**TASK REQUIREMENTS**
From the line containing "the wood grain" to the end of the listing, write out every line exactly; leave out everything else.

Named object pointing entries:
┌──
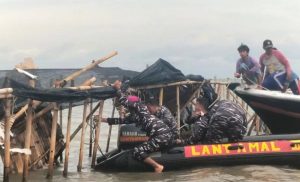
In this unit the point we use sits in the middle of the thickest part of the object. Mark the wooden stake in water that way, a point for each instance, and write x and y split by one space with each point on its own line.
29 119
84 122
67 151
97 133
91 129
178 106
8 106
161 96
52 141
60 123
110 127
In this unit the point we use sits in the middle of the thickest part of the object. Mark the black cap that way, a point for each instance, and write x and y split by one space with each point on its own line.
267 44
151 99
208 95
243 47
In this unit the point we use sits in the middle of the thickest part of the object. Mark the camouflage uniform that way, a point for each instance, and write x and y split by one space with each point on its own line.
224 120
165 114
160 135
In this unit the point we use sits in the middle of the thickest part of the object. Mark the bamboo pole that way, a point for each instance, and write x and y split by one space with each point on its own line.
84 122
60 123
88 117
91 81
8 106
52 141
97 133
91 130
88 67
168 84
67 152
161 96
6 91
110 127
6 96
28 134
178 106
50 106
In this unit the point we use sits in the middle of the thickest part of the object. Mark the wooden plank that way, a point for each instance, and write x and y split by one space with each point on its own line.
178 106
97 133
167 84
84 122
8 108
67 151
52 141
88 67
110 127
161 96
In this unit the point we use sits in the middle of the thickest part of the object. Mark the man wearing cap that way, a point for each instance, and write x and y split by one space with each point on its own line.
247 66
163 113
160 135
278 74
215 119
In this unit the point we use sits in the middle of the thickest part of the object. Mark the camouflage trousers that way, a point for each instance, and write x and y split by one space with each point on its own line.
233 128
154 144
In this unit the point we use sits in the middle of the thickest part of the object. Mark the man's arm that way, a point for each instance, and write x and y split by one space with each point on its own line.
285 62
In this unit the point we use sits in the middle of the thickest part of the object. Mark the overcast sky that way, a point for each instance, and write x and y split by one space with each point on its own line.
196 36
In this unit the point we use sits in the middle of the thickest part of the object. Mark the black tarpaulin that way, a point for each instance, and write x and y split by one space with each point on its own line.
59 95
158 73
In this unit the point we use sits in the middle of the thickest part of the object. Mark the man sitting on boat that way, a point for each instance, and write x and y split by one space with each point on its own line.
278 72
160 135
247 67
163 113
215 119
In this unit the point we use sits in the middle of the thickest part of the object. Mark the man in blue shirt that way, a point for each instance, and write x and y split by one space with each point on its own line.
247 67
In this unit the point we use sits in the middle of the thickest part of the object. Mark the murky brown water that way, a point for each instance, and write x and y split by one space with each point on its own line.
245 173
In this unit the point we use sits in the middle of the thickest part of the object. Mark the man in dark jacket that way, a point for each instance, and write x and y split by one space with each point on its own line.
160 135
214 119
163 113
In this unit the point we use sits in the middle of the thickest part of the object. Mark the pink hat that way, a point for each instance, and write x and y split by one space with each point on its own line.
133 98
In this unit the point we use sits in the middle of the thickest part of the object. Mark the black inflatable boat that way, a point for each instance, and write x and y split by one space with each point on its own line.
272 149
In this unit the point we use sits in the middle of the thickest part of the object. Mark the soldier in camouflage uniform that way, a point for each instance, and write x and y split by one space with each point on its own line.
215 120
164 114
160 135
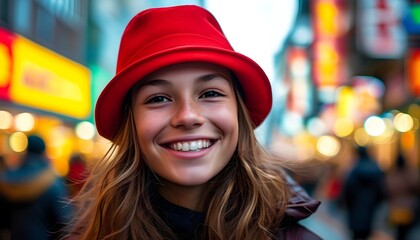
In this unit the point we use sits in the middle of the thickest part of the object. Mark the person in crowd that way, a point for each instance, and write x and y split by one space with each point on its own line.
35 195
184 162
403 185
363 191
77 173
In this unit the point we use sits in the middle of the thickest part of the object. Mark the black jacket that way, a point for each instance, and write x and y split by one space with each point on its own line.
186 223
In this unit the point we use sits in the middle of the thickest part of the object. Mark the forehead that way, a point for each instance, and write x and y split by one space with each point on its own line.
189 68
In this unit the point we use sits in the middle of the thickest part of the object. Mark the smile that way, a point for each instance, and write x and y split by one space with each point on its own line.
190 145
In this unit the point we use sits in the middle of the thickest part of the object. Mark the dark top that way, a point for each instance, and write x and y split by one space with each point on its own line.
188 224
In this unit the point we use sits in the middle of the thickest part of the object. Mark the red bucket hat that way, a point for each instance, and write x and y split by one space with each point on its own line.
159 37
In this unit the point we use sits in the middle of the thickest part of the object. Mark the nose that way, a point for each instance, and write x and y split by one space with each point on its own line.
188 114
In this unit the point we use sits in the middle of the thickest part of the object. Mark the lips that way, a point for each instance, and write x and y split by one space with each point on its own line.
187 146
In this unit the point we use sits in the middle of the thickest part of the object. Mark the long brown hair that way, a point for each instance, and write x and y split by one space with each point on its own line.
247 202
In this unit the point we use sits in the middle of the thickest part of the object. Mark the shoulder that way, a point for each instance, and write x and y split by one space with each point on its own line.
296 232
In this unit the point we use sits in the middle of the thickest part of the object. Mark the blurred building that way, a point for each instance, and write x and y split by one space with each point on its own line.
45 86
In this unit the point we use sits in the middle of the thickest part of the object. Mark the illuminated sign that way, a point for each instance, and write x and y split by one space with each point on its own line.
329 69
48 81
413 71
380 30
5 63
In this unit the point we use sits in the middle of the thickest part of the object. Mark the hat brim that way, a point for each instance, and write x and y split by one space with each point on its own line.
254 82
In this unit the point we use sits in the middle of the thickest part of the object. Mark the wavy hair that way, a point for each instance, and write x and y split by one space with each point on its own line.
248 201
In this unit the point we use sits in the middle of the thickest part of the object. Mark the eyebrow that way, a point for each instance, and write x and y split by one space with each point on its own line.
202 78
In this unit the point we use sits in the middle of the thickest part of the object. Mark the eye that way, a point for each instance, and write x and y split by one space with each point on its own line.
157 99
211 94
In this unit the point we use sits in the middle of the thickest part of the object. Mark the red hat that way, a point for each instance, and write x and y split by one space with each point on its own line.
159 37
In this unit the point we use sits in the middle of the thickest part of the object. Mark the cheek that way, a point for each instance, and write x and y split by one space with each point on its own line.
226 118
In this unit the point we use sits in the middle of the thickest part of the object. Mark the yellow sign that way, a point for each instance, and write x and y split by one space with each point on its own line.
45 80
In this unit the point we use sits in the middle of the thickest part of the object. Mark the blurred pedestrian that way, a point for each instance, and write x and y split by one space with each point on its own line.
36 196
185 162
364 190
4 207
402 185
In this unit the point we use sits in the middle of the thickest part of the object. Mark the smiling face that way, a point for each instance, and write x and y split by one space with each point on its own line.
186 121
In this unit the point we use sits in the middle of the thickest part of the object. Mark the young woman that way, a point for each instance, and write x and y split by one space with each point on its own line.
185 164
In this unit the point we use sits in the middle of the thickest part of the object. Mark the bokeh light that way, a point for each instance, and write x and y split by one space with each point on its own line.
6 120
18 142
24 122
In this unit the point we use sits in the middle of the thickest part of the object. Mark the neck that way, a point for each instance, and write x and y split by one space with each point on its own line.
191 197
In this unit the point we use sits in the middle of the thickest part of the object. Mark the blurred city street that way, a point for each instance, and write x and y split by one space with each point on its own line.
345 79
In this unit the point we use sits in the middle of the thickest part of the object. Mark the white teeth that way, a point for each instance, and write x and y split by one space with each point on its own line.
190 146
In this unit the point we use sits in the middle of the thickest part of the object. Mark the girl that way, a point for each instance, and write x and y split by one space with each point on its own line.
184 163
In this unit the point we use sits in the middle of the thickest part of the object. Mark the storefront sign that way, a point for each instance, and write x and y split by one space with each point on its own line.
5 64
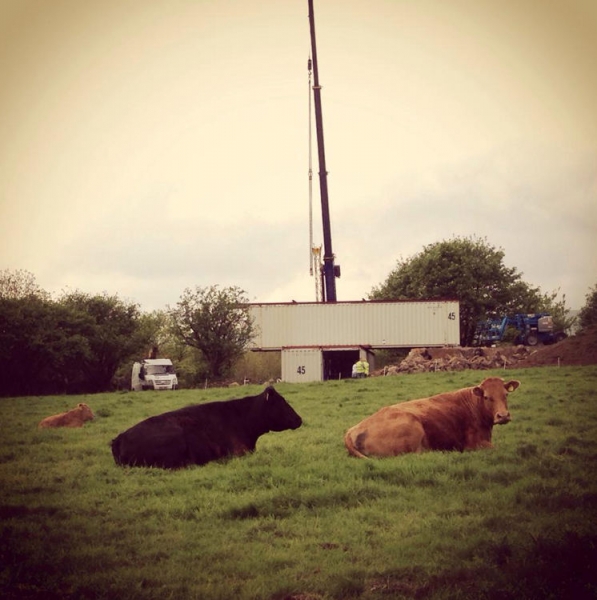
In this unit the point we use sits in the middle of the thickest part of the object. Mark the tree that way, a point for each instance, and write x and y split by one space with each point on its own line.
588 313
114 333
216 322
19 284
469 270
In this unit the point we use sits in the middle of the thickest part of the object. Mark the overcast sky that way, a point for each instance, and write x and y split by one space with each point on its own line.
149 146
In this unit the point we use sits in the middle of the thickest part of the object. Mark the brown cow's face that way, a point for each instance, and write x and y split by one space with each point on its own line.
86 412
494 392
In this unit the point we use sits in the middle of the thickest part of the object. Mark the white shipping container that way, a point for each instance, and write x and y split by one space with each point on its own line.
302 365
366 324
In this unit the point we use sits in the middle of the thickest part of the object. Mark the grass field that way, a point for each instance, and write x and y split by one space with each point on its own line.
299 518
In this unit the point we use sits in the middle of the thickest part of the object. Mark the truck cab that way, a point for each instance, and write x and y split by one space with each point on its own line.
153 374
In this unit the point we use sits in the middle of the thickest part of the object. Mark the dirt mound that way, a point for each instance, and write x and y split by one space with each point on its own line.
580 349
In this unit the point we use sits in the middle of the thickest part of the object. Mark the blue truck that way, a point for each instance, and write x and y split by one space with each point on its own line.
530 330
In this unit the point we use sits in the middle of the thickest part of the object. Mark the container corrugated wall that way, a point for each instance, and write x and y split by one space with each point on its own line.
375 324
302 365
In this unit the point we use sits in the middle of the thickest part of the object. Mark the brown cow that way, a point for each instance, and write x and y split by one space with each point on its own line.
460 420
72 418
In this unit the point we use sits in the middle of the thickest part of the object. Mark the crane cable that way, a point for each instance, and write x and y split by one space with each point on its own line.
309 64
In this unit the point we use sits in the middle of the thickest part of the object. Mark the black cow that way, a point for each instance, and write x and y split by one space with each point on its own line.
197 434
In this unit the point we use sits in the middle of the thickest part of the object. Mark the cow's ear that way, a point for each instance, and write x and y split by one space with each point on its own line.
478 391
512 385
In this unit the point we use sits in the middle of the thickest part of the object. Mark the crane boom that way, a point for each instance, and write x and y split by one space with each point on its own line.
329 270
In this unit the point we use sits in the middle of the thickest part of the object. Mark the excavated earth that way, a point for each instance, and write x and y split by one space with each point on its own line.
580 349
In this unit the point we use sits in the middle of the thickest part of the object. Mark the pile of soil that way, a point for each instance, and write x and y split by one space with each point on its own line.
580 349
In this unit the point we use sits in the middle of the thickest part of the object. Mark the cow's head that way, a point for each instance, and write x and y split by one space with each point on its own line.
494 392
279 414
85 412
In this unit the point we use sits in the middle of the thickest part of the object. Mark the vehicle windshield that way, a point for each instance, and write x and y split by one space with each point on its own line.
159 369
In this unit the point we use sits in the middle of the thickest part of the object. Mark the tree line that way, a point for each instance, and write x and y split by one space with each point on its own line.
83 343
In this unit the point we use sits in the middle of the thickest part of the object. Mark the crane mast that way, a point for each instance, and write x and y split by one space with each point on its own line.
330 271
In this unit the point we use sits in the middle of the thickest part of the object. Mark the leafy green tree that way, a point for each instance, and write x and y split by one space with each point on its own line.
112 328
41 346
588 313
469 270
20 284
216 322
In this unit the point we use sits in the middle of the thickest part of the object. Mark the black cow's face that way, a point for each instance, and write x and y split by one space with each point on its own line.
278 413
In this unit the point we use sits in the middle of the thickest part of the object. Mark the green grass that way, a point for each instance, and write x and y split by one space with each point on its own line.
299 518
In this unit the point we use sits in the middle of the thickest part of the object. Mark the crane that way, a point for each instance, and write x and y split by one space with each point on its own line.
329 270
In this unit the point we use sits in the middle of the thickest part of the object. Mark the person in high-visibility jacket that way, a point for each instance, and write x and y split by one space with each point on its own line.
360 369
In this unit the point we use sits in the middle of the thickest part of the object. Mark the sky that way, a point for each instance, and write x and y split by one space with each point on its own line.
147 147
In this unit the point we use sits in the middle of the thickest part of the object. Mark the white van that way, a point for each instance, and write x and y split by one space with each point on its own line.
153 374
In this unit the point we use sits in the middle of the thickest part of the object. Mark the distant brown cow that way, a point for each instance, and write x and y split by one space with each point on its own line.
72 418
460 420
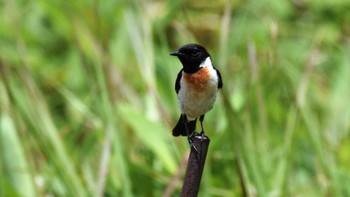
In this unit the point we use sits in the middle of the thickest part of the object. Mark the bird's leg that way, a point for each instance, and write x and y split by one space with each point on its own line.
201 118
189 135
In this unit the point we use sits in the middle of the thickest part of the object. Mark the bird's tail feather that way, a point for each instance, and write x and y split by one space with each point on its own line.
180 128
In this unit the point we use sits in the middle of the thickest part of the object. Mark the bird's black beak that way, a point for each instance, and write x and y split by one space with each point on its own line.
176 53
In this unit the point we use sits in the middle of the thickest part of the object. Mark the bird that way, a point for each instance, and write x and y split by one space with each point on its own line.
197 85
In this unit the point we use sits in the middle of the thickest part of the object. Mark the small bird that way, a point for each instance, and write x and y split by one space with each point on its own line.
196 86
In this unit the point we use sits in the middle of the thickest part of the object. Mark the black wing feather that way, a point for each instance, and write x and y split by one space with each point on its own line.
177 82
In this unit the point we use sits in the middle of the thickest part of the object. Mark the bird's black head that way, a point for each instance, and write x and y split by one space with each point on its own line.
191 56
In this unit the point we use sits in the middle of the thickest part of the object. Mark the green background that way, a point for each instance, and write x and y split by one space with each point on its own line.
87 97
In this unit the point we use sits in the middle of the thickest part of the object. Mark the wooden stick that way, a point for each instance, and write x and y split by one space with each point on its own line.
195 165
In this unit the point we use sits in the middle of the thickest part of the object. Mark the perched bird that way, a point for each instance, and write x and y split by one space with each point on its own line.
196 86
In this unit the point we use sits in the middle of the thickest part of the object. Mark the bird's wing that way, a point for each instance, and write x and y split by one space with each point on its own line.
177 82
220 80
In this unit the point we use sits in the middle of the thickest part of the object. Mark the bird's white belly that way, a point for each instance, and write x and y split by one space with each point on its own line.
195 103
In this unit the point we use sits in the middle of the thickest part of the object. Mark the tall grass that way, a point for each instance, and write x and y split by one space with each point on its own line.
88 101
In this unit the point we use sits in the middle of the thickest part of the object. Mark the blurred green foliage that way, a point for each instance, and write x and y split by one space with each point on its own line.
87 97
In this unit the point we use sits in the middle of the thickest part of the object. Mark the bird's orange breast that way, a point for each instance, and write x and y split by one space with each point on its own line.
199 79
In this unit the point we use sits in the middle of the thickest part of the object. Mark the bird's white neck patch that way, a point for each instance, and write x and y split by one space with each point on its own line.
206 62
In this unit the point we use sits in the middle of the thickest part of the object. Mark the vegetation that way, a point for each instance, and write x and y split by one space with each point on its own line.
87 97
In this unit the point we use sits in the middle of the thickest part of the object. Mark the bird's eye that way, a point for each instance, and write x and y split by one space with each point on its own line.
195 53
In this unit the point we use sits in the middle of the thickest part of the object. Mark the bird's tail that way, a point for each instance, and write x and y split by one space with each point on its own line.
180 128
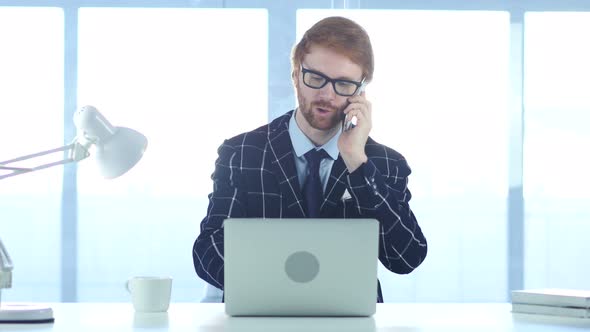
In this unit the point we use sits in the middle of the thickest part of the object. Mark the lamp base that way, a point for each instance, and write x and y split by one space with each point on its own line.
25 314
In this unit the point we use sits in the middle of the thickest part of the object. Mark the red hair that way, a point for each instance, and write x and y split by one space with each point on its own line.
341 35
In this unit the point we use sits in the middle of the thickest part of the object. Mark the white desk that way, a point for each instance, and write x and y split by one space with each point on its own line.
195 317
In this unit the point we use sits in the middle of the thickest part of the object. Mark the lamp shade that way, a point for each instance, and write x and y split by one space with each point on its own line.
120 153
118 149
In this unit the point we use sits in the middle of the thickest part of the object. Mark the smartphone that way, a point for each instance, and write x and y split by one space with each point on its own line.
347 125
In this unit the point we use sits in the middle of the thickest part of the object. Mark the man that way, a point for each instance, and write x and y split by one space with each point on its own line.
264 173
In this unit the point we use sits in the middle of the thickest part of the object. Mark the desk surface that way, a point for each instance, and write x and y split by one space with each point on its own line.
391 317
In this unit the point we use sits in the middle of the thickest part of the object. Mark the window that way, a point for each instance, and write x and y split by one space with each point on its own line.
439 97
556 182
164 73
31 120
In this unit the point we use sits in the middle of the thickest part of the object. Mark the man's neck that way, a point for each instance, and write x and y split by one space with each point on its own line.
316 136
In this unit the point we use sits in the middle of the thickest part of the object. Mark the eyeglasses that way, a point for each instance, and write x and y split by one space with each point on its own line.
317 80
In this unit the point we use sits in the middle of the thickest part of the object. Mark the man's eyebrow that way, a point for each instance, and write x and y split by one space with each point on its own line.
345 78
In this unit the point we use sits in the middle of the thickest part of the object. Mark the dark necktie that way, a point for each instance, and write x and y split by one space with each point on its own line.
313 191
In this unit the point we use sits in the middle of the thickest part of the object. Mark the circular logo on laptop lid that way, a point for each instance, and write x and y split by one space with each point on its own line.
302 266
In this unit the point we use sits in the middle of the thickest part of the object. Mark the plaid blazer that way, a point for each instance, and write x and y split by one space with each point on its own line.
255 176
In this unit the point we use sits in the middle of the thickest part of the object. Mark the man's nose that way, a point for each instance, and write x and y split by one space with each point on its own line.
327 91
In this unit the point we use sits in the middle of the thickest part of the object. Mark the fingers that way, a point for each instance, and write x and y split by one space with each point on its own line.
359 108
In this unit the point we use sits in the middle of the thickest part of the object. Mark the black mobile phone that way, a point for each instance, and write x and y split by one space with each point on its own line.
347 125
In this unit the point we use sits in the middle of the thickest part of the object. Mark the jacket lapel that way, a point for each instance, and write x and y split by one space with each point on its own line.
282 164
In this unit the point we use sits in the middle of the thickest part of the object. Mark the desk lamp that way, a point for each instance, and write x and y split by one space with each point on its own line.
116 149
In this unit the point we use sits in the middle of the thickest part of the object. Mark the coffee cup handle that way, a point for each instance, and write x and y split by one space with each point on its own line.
127 285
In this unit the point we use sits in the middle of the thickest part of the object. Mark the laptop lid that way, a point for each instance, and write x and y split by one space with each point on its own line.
300 267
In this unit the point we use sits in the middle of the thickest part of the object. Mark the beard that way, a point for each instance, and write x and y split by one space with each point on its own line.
336 113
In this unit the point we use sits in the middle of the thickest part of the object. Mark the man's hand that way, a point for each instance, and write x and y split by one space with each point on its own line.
352 142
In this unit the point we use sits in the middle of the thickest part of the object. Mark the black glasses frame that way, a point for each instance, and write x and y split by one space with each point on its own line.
330 80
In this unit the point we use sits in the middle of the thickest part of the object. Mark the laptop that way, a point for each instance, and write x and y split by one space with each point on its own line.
300 267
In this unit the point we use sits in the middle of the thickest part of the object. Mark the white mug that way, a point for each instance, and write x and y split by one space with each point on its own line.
150 294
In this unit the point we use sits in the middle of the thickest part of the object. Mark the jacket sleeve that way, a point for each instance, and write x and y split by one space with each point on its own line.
225 201
382 193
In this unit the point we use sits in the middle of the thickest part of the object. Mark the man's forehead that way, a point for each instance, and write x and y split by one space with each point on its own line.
332 63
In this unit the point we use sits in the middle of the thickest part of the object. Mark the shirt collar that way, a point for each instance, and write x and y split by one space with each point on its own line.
302 144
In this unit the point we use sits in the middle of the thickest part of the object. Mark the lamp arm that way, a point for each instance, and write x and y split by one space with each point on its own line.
5 268
76 152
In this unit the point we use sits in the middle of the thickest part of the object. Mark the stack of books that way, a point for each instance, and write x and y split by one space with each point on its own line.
552 301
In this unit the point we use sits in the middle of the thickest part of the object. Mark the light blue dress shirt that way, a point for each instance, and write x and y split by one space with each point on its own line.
302 144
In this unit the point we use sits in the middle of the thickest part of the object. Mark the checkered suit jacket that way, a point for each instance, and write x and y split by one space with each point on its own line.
255 176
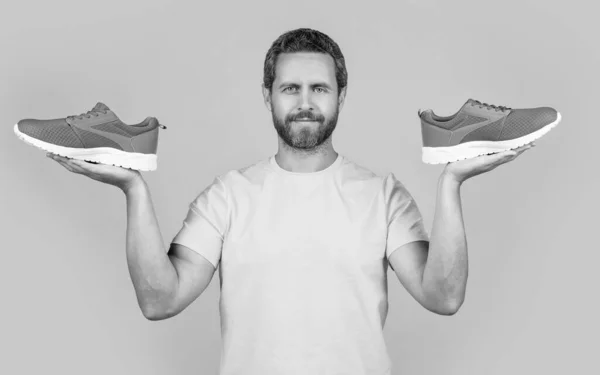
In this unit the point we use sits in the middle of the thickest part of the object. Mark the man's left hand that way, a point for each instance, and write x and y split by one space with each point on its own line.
462 170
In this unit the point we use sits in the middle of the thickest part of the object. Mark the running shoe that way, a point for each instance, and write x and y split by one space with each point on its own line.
96 136
480 128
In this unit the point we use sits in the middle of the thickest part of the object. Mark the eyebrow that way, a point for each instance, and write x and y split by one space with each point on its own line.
292 84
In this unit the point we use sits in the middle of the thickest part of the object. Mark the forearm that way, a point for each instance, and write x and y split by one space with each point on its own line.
153 275
446 270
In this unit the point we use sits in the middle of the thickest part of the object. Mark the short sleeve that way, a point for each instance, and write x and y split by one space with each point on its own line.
405 223
204 227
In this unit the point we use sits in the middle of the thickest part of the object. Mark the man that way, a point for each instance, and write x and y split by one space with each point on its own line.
303 238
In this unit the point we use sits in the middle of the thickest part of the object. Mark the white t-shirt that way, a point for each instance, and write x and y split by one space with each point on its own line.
303 265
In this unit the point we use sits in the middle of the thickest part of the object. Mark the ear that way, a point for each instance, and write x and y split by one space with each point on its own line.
267 97
342 97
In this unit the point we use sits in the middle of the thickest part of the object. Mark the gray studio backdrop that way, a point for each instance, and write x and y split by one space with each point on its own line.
68 304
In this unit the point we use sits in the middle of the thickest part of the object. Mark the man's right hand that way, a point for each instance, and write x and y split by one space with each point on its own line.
123 178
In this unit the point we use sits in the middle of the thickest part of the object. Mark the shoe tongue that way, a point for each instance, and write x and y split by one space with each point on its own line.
471 101
100 107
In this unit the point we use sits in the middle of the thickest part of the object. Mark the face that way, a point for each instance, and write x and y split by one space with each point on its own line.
304 99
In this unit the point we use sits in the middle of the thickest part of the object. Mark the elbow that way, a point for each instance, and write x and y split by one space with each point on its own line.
451 308
154 313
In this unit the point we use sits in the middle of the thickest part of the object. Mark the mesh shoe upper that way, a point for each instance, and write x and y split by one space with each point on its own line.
99 127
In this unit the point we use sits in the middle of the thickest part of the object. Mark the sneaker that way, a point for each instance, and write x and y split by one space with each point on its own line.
96 136
480 128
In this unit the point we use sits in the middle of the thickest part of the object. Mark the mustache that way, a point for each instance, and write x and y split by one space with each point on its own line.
306 116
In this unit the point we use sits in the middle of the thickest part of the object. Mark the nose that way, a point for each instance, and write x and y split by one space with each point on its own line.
305 101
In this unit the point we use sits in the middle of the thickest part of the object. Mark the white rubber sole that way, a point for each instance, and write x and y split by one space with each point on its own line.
468 150
102 155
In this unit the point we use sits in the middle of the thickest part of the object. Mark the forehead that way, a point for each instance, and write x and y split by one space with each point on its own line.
305 66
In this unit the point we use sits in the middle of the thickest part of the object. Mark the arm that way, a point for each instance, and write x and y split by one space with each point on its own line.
435 273
165 284
446 269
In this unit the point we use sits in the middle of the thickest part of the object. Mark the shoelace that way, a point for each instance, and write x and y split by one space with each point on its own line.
89 114
97 112
491 106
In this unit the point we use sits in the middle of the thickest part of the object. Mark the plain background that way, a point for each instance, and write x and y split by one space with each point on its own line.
68 304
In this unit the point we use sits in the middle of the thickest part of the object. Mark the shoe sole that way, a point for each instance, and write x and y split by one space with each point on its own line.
468 150
102 155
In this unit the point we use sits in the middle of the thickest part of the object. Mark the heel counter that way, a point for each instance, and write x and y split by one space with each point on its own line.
146 143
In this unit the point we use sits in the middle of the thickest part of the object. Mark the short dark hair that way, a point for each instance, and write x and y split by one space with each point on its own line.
305 40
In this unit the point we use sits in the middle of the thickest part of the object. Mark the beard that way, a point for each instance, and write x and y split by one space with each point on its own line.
305 136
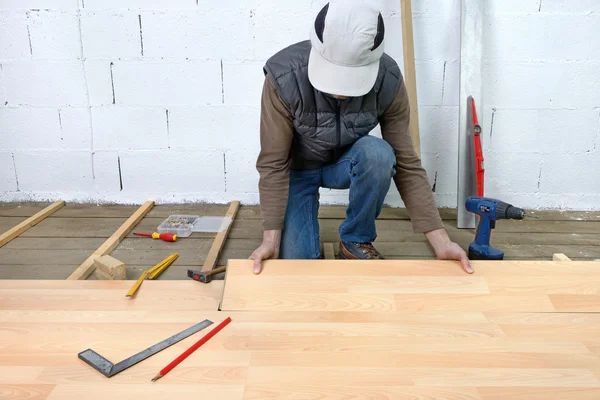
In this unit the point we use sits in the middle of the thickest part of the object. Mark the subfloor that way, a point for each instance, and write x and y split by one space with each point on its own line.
55 247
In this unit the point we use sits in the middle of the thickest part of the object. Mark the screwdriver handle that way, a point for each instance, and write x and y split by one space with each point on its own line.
167 237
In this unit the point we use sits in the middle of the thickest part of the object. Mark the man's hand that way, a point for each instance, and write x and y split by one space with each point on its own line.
269 249
445 249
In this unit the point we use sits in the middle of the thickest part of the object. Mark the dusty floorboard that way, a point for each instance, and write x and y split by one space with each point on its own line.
56 246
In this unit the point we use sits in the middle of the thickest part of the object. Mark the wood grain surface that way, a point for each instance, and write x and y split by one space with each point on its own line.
418 330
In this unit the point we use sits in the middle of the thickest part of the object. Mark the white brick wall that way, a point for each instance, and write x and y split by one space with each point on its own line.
55 34
129 128
110 35
45 83
8 179
95 93
167 83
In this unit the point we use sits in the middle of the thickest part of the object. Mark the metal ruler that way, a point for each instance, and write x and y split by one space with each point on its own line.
108 369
└──
**WORKED SOLUTION**
In this unit the point we use sits in the middle of the thickest part of the object. Mark the wood grain surface that way, a point for each instance, and write x and y split by one space with each point on its own line.
418 330
In this unit the point we use sits in the middle of the thickest part of the object. Mark the white brick wall that way, a point for each instance, and write x and y split by one space with each point on its own line.
55 34
129 128
110 35
45 83
8 179
95 93
167 83
In this unit the point we use sits in the middle of the thickest part of the object. Mark the metal ruler that way, a point for each instance, and write x and y split by one space with each point on its own line.
108 369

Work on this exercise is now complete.